§ **Work to be completed**:
From the entries below, pull out every line that contains the word "handle".

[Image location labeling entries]
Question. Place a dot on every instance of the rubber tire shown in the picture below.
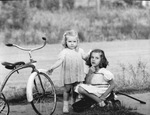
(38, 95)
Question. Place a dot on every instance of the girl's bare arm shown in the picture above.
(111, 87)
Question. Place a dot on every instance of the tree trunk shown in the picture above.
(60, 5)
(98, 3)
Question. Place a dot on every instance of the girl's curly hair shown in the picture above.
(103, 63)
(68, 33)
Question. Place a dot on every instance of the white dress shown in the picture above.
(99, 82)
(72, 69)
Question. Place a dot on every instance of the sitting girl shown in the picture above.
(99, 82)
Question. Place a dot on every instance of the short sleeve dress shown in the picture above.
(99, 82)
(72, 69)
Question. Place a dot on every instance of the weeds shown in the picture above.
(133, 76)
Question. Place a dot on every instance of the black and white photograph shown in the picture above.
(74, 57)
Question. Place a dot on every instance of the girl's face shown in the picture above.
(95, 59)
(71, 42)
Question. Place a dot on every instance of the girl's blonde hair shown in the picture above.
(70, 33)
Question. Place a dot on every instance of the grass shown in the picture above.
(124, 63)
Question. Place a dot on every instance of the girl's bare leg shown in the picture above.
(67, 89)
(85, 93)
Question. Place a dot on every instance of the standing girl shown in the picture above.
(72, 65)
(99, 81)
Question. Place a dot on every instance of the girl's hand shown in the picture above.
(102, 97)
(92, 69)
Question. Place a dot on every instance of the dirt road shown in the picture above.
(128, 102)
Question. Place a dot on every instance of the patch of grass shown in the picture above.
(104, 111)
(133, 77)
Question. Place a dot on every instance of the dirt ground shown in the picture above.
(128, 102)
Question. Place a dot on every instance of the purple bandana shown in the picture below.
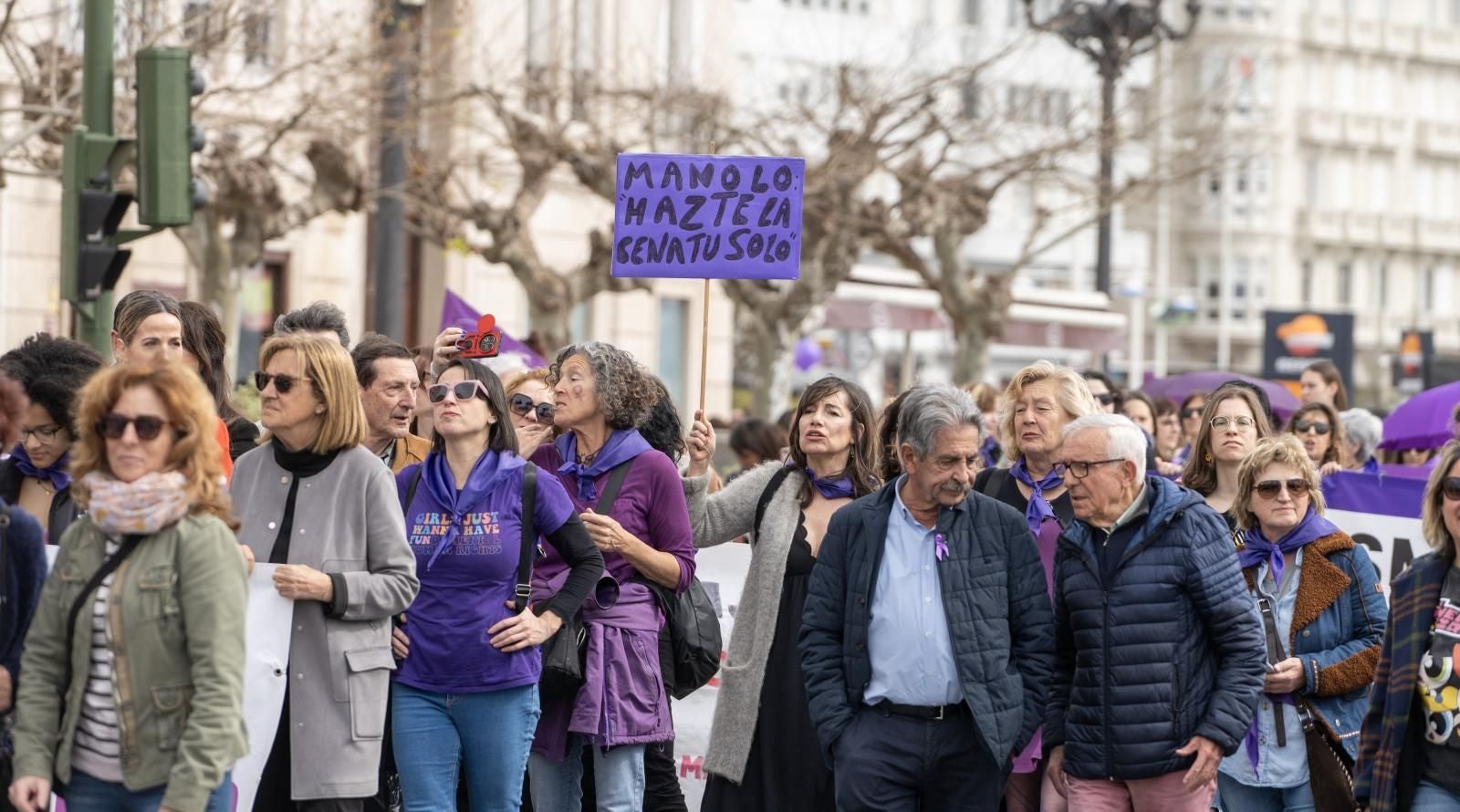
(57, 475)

==

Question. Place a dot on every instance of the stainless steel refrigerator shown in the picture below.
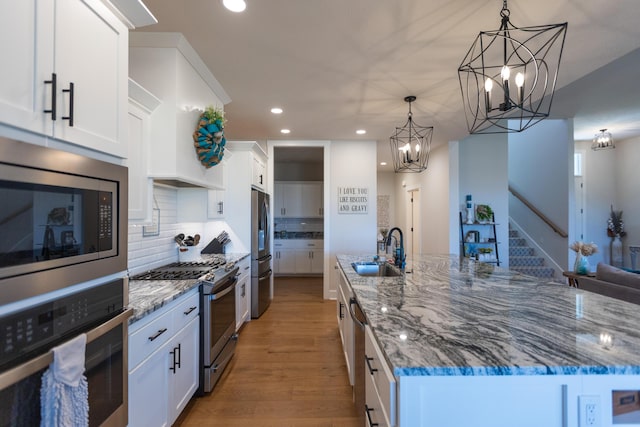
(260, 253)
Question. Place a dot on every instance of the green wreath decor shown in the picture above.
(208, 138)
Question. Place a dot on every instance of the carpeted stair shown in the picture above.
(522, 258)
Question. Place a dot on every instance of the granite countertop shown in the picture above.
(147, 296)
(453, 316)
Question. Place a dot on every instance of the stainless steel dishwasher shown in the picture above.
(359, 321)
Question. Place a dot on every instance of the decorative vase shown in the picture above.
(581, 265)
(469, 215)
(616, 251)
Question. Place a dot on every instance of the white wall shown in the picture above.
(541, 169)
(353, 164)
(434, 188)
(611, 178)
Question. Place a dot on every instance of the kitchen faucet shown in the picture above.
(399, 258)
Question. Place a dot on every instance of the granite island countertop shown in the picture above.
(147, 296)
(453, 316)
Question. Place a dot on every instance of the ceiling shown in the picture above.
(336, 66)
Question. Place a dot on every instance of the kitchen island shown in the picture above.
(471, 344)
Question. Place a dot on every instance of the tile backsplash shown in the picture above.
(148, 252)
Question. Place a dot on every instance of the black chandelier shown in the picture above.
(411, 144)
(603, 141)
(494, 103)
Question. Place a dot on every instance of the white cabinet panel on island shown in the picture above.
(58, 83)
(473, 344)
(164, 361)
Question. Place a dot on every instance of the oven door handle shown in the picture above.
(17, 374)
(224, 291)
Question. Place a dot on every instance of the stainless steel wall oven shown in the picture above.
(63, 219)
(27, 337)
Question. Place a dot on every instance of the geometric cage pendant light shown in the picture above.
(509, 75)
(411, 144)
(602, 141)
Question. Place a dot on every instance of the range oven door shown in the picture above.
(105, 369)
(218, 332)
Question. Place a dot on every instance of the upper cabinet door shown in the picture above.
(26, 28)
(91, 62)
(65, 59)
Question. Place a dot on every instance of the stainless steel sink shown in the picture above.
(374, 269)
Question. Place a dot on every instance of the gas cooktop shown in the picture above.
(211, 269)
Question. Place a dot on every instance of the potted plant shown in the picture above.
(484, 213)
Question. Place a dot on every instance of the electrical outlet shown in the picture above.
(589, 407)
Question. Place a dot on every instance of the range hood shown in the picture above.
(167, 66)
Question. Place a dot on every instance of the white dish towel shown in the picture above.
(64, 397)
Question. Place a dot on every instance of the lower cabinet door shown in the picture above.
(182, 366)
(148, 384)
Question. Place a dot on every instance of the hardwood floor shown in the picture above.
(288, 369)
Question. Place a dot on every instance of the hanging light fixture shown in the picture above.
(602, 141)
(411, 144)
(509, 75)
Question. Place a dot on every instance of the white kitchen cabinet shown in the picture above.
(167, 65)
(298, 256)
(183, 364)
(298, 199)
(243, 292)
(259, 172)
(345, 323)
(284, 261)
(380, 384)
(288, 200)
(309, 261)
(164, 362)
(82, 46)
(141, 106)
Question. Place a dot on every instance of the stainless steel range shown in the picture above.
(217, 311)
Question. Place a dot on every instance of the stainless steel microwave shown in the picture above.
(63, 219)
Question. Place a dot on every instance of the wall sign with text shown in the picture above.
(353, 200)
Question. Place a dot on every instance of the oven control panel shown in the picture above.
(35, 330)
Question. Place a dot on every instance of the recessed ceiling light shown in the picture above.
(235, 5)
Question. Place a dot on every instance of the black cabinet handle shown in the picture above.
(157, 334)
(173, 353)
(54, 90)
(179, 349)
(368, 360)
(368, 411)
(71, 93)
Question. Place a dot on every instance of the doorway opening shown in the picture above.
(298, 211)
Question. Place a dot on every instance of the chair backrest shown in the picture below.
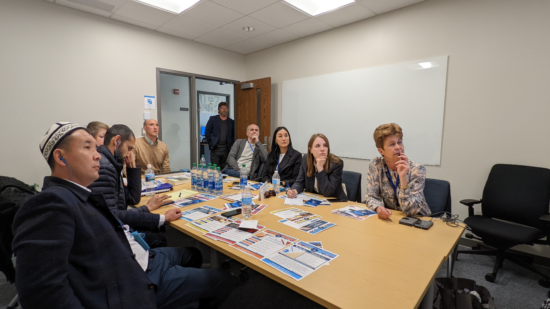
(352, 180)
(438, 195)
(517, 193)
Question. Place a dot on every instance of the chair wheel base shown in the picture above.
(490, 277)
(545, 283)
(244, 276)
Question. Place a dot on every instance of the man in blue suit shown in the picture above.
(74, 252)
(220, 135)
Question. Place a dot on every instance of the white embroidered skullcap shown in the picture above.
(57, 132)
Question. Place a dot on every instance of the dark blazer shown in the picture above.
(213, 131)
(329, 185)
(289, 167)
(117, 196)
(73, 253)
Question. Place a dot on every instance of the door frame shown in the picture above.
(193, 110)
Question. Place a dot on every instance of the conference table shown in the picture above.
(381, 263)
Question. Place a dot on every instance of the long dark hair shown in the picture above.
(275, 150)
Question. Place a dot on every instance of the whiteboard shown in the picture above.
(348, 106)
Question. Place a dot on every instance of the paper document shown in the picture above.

§ **Solved exercise**:
Question. Place a dot on every instance of the oven door handle shown in the picture above.
Question. Place a dot on every instance of the black cabinet handle shown in the picture above.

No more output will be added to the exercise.